══ Supplied records ══

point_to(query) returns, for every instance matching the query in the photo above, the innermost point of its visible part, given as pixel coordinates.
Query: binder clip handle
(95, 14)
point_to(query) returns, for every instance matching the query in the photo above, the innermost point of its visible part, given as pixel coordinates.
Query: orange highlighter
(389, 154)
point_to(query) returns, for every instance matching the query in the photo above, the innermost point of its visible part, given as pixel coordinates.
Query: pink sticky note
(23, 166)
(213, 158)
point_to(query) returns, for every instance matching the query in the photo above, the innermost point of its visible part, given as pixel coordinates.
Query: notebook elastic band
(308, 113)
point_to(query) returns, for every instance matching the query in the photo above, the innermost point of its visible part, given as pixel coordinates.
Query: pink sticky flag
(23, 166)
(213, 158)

═══

## What you will do
Write out every entry verbatim.

## Problem solution
point_to(query) returns, for every instance matching the query in the photo above, the innermost point of its visible part, given as pixel coordinates.
Query: binder clip handle
(95, 14)
point_to(query) returns, for every instance matching the query in the photo above, the innermost point of its visible part, given as pixel coordinates.
Query: orange highlighter
(389, 154)
point_to(query) returns, for every instance matching the query in the photo above, the innermost point of its visible part, given as pixel coordinates.
Query: pink sticky note
(23, 166)
(213, 158)
point_to(query) returns, for every instance matching the query in the photo above, the innermost point of its visible part, given as pixel coordinates.
Query: notebook elastic band
(308, 113)
point_to(query) returns, for every instance matching the query in the photo above, the innermost point of its visible part, given as pixel coordinates.
Query: pink sticky flag
(23, 166)
(213, 158)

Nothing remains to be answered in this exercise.